Currently, a significant portion of the population pays for healthcare from their own pockets, although there has been progress with the government rolling out general hospitalization coverage. The aim is to reduce self-pay incidents further, and by 2047, the objective is to have only 10 percent of the population relying on self-payment.

The challenge lies in evolving a more formalized healthcare financing structure. This involves not only increasing insurance coverage but also addressing fundamental questions about who will pay and how to generate the necessary funds. While there have been steps taken in the right direction, such as raising awareness and engaging with stakeholders, achieving a more structured market requires a mindset shift.

To move towards a more formalized healthcare financing structure, there is a need for increased investment and attention to healthcare and education. This involves a two-fold approach: firstly, creating a conducive environment for insurance companies, encouraging private insurance, and building coalitions with stakeholders. Secondly, there is a need for a mindset change regarding taxation, with a focus on generating funds for healthcare through fair and inclusive means.

+ + + +

Questions to answer:
a: Answer these questions about the passage on healthcare financing:
(i) By 2047, what share of the population is the objective to have relying on self-payment?
(ii) What two steps in the right direction does the passage name?
(iii) What does the first part of the two-fold approach involve?
b: Continue the passage on healthcare financing from its last sentence.

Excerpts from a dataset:
+ + + +

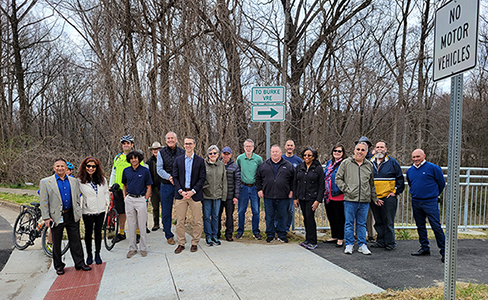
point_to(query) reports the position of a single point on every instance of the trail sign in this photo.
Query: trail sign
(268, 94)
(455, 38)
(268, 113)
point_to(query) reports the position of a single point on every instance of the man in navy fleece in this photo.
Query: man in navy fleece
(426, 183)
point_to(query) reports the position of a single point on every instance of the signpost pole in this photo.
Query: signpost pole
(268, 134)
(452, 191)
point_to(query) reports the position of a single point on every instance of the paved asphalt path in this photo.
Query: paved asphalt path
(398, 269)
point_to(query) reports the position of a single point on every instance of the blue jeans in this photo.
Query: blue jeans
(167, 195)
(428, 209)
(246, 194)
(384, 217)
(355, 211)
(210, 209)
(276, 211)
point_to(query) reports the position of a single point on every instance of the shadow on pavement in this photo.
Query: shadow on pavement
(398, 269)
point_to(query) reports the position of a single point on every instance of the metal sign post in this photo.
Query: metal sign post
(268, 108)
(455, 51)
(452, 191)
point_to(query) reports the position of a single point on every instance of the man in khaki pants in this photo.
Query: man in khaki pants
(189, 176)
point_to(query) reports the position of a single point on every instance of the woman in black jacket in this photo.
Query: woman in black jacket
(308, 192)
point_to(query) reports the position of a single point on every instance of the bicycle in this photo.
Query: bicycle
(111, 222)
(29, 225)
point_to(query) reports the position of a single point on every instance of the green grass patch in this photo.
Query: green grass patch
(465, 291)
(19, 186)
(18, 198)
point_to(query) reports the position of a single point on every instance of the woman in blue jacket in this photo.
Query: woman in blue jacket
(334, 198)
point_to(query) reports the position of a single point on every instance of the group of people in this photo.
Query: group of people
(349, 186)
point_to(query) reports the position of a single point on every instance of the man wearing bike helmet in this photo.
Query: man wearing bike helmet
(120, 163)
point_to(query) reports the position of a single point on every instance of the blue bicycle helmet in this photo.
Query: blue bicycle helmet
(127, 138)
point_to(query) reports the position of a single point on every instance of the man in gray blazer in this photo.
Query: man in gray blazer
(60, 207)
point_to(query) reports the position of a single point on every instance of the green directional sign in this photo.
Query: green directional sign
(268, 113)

+ + + +

Answers to the tasks:
a:
(i) Only 10 percent.
(ii) Raising awareness and engaging with stakeholders.
(iii) Creating a conducive environment for insurance companies, encouraging private insurance, and building coalitions with stakeholders.

b:
The journey toward a more structured healthcare financing system requires both patience and persistent efforts. While progress has been made, there is recognition that more needs to be done to create a system that ensures broader coverage and financial stability in the healthcare sector.

 

How is India strategically positioning itself for multinational pharmaceutical companies, especially amid evolving dynamics in the US and European markets?

In recent years, the pharmaceutical industry has witnessed a shift in focus towards emerging markets like India, especially with the challenges in established markets like the US and Europe. India has strategically positioned itself to attract multinational pharmaceutical companies by implementing initiatives like the production-linked incentive (PLI) schemes. For instance, the PLI schemes provide tax benefits to greenfield projects, encouraging local production and reducing dependence on imports, particularly for critical pharmaceutical components like active pharmaceutical ingredients (APIs).

Global companies are diversifying their supply chains and establishing manufacturing facilities in India. Backward integration is observed, with India reducing reliance on China for API imports and fostering domestic production.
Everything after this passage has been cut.